- _TASK GOAL_
Summarize the article on acetaminophen and kidney injury after pediatric cardiac surgery in two sentences.

━━ PROVIDED PASSAGE

HealthDay News — For pediatric patients undergoing cardiac surgery, early postoperative acetaminophen exposure may be associated with a reduced rate of acute kidney injury (AKI), according to a study published online May 14 in JAMA Pediatrics.
Sara L. Van Driest, M.D., Ph.D., from the Vanderbilt University School of Medicine in Nashville, Tenn., and colleagues conducted a retrospective cohort study involving primary and validation cohorts of children older than 28 days admitted for cardiac surgery. The authors examined whether early postoperative acetaminophen exposure correlated with reduced risk of AKI.
The primary cohort included 666 children with a median age of 6.5 months; 51.2 percent had AKI.
The researchers found that those with AKI had lower median acetaminophen doses than those without AKI, in unadjusted analyses (47 versus 78 mg/kg). Acetaminophen exposure was protective against postoperative AKI after adjustment for multiple confounding variables (odds ratio, 0.86 per each additional 10 mg/kg). Findings were replicated in the validation cohort, which included 333 infants with a median age of 14.1 months; 48.6 percent had AKI. Acetaminophen doses were 60 and 70 mg/kg in those with and without AKI, respectively, with an adjusted odds ratio of 0.91 for each additional 10 mg/kg.
“Further analysis to validate these findings, potentially through a prospective, randomized trial, may establish acetaminophen as a preventive agent for AKI,” the authors write.
One author disclosed financial ties to Merck.

━━━━
━━ DATASET ENTRIES

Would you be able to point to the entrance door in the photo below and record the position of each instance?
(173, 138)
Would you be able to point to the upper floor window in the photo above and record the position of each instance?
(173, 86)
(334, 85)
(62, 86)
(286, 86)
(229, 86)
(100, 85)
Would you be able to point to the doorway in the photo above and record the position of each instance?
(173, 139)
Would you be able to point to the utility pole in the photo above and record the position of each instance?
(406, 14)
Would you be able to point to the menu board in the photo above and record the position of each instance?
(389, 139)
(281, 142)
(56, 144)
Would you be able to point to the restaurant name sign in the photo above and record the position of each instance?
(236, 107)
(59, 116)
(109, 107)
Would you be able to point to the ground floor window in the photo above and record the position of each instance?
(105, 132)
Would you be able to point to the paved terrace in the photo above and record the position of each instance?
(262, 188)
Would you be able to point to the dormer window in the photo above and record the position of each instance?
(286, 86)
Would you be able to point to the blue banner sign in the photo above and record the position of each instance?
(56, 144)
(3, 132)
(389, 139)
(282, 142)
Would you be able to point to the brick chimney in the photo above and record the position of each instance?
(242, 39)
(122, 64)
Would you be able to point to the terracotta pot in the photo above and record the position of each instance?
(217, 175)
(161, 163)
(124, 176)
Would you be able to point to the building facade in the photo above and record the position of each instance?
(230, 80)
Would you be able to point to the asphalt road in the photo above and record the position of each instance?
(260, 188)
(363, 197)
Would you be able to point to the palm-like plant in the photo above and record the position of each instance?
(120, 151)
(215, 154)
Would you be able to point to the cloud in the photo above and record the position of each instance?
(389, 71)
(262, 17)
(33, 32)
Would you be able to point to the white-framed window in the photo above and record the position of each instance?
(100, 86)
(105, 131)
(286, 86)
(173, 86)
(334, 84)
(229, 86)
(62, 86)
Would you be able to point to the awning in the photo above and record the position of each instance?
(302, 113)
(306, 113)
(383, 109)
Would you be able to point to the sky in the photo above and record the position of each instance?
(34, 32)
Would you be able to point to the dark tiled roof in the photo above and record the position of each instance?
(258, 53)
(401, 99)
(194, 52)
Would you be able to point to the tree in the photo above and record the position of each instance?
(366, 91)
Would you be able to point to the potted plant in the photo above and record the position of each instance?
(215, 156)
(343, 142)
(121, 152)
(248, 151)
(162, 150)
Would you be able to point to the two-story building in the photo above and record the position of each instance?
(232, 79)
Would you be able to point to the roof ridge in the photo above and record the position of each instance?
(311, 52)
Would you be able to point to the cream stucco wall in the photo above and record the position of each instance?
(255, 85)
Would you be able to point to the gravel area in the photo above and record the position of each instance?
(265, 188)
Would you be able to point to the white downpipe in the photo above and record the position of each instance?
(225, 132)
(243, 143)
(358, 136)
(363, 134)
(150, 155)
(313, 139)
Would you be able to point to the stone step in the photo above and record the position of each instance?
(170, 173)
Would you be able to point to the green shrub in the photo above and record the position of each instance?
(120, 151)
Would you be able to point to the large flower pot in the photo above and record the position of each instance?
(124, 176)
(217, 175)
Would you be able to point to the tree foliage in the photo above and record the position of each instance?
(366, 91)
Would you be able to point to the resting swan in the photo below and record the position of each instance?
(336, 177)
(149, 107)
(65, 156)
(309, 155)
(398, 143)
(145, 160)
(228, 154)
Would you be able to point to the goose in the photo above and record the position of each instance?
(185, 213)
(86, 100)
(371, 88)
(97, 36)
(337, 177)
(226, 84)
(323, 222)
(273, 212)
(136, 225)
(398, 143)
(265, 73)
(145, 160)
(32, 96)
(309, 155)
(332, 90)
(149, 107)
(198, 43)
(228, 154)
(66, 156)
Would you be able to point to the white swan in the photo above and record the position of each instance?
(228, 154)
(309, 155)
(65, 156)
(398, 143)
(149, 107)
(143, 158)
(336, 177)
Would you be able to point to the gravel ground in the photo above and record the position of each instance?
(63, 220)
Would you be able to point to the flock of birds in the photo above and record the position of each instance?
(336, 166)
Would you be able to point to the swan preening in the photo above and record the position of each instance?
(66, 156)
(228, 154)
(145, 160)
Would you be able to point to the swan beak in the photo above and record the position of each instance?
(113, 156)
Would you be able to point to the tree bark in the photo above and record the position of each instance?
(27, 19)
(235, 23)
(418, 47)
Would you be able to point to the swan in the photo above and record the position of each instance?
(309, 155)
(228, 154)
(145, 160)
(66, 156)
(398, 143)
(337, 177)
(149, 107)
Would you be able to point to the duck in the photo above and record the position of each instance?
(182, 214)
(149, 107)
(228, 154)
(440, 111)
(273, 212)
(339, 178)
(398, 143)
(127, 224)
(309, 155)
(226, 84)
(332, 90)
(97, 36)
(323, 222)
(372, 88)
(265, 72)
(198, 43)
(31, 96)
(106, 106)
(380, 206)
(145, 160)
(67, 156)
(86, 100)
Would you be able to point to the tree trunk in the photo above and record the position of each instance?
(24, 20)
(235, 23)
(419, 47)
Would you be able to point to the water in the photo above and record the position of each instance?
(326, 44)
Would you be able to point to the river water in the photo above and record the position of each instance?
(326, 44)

━━━━

- _RESPONSE TO THIS TASK_
A retrospective cohort study of children older than 28 days admitted for cardiac surgery, published in JAMA Pediatrics, found that early postoperative acetaminophen exposure may be associated with a reduced rate of acute kidney injury. The protective association held after adjustment for confounding variables in the primary cohort (odds ratio 0.86 per additional 10 mg/kg) and was replicated in a validation cohort (odds ratio 0.91), and the authors suggest that further analysis, potentially through a prospective, randomized trial, may establish acetaminophen as a preventive agent.